DATA SECTION:

---

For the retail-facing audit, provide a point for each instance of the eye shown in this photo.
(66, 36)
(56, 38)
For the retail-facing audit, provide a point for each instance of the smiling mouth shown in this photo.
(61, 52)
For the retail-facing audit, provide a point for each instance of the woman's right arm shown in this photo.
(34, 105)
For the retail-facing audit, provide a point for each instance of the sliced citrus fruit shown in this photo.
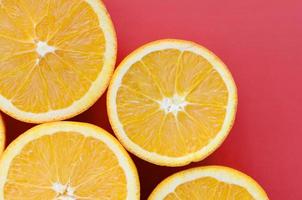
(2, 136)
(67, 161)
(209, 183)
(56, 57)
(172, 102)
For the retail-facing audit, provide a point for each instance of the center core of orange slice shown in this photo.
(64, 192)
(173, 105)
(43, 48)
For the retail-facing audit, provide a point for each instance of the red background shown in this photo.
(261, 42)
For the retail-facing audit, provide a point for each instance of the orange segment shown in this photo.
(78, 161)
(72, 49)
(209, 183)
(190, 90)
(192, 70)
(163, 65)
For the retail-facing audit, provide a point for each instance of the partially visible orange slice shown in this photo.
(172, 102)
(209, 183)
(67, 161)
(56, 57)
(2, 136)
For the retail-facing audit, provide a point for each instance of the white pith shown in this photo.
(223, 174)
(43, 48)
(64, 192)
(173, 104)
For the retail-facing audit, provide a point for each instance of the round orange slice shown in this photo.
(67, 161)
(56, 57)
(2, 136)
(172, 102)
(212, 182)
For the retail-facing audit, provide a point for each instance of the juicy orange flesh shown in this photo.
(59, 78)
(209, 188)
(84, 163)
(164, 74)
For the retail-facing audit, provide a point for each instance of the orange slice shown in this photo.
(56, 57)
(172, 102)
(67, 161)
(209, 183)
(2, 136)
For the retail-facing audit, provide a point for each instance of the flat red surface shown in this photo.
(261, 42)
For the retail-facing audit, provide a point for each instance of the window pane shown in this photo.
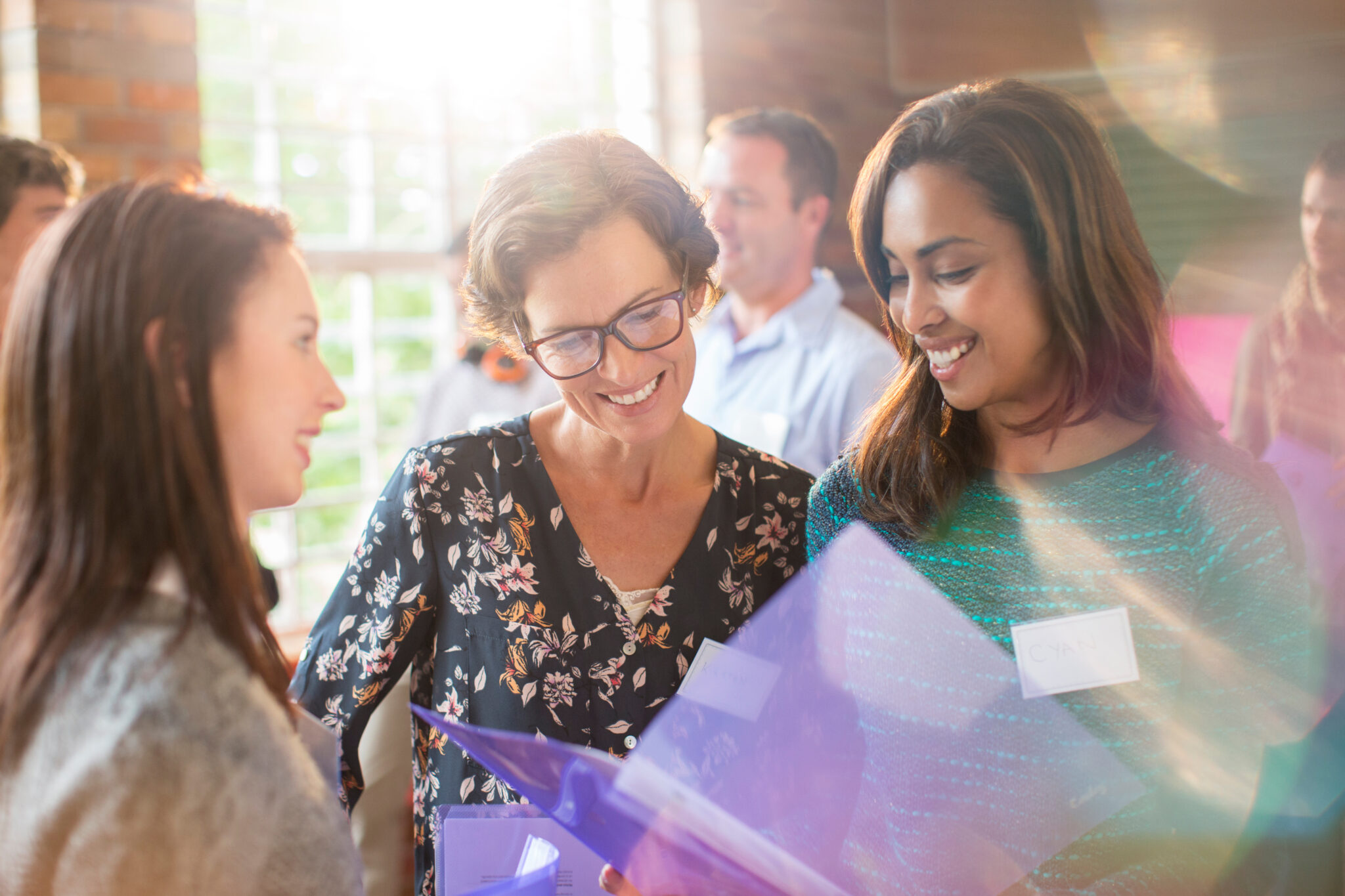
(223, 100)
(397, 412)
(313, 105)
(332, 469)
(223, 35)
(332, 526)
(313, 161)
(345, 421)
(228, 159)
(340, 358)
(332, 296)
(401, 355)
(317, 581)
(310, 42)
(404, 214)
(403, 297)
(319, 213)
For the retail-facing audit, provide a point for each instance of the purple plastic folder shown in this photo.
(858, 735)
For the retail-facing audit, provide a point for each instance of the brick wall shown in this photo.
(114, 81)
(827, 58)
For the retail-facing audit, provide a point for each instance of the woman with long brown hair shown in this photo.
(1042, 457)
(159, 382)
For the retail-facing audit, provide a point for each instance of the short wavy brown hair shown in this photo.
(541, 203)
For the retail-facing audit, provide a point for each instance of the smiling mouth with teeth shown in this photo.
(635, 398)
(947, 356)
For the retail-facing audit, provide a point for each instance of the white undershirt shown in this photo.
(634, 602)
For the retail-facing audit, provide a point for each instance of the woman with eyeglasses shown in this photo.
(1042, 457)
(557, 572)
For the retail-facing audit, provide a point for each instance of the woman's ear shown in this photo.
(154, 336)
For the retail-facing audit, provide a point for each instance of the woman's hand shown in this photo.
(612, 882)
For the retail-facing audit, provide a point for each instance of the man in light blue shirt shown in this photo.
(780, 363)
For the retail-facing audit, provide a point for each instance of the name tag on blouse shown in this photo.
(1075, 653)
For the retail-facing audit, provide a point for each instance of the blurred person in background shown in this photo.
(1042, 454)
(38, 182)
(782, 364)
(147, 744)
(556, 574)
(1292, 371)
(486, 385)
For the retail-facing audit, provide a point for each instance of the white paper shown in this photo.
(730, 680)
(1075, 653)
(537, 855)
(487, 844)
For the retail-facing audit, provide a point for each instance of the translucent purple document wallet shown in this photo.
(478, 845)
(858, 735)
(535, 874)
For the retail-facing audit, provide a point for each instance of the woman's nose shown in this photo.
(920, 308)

---

Rescale the point coordinates in the answers from the line containing "blue shirt shown in this photo." through the end of the material, inclusive. Multiply each coordinate by 0.65 and round to whole numbers, with halves rounding up. Reproduce these lines with their requests unchanged, and leave the rest of the material out.

ANSWER TO THIS EXERCISE:
For the retail-facing audit, provide a point for each instance of the man in light blue shirt shown in this photo.
(507, 236)
For the retail-facing audit, provide a point for each instance of the name tag on blouse shown in this photo.
(699, 424)
For the retail-facing audit, provide a point for each instance of the blurred person in background shown in this photo.
(677, 295)
(25, 118)
(508, 237)
(96, 484)
(361, 373)
(840, 241)
(316, 250)
For the retail-facing audit, provide a point for each instance of the white paper shown in this photo.
(475, 442)
(699, 424)
(349, 556)
(317, 549)
For the retail-facing audit, provide a point for each instance of the translucent purple document wallet shown in this photo.
(311, 549)
(558, 478)
(348, 568)
For the retail-facing audit, provide a point for each instance of the woman's nose shown in this photo.
(598, 200)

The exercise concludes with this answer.